### ESTRATTO FORNITO
=======

Il gruppo ransomware conferma l’attacco a GB Ricambi: rivendicato sul Data Leak Site

Il gruppo criminale ha dichiarato di essere l’attore dell’attacco informatico ai danni di GB Ricambi, ma ha rilasciato pochissime informazioni riguardanti l’attacco. Non ha specificato quali dati sono stati compromessi e le conseguenze che ha causato la violazione. 

Ha però impiegato una tattica già utilizzata in precedenti attacchi, come quelli ai danni di Synlab Italia e dell’Università di Siena: il conto alla rovescia. In questo caso il countdown è di circa 11 giorni, al seguito del quale verranno pubblicati e diffusi i dati rubati.

=======

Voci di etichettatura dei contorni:
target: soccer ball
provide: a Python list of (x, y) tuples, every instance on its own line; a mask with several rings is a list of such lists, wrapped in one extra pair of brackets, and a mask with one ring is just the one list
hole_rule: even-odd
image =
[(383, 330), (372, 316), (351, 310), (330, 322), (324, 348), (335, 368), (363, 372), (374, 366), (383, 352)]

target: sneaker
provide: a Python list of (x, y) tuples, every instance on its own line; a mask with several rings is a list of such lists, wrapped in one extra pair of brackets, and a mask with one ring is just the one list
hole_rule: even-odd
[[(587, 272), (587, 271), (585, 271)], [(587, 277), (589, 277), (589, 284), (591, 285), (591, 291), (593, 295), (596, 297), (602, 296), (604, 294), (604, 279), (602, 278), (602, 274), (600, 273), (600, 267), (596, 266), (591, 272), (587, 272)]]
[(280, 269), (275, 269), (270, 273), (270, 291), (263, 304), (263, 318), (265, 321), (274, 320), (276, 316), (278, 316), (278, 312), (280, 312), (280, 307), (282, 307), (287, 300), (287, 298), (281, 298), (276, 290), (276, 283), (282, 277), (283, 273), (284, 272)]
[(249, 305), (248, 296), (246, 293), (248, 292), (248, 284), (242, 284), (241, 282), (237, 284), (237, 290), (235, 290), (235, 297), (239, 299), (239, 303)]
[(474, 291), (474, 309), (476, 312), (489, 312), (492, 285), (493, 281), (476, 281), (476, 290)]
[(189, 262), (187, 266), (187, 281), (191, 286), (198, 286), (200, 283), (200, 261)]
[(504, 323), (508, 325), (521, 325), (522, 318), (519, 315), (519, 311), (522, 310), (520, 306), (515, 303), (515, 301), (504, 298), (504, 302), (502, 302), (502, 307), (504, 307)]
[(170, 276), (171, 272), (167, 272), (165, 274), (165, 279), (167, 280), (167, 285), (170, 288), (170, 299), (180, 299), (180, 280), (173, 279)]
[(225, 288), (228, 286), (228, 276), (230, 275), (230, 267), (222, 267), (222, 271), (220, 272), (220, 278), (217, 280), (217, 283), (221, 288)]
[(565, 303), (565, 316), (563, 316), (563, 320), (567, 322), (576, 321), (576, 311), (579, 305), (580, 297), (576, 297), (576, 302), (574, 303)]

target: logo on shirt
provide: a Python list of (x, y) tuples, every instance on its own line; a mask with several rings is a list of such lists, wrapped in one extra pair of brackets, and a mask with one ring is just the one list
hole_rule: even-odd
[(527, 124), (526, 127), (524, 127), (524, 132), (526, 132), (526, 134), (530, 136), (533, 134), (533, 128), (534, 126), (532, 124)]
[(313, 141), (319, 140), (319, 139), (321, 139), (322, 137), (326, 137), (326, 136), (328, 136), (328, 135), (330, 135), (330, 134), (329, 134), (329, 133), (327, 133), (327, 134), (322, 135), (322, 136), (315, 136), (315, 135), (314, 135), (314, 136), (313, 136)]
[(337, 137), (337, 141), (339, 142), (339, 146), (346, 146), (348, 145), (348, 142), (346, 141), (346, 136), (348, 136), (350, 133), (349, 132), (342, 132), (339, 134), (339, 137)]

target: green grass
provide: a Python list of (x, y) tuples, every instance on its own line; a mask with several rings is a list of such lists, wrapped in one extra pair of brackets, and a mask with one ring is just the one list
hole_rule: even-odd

=======

### COMPITI ASSEGNATI
(a) Riporta ogni riga dei record in cui compare la stringa "target", tenendo conto di maiuscole e minuscole.
(b) Scrivi il seguito dell'articolo sull'attacco ransomware a GB Ricambi, cominciando dopo la sua ultima frase.
I record non hanno alcun legame con l'articolo sull'attacco ransomware a GB Ricambi.

### RISULTATI ATTESI
(a)
target: soccer ball
target: sneaker
target: logo on shirt
target: green grass

(b)
Lo stato attuale della vicenda

Il 18 giugno scorso, l’azienda GB Ricambi ha pubblicato un comunicato affermando di aver rilevato un accesso sospetto ai propri documenti commerciali, i quali contenevano dati sensibili dei clienti. Si trattava nello specifico di dati anagrafici, quali nome, cognome, comune, provincia e indirizzi di posta elettronica. 

L’azienda, nel comunicato, ha specificato che non sono state compromesse le credenziali di accesso al portale e-commerce ed ha esortato i suoi clienti a non fornire mai codici personali o password via email o telefono, perché GB Ricambi non lo richiederebbe mai.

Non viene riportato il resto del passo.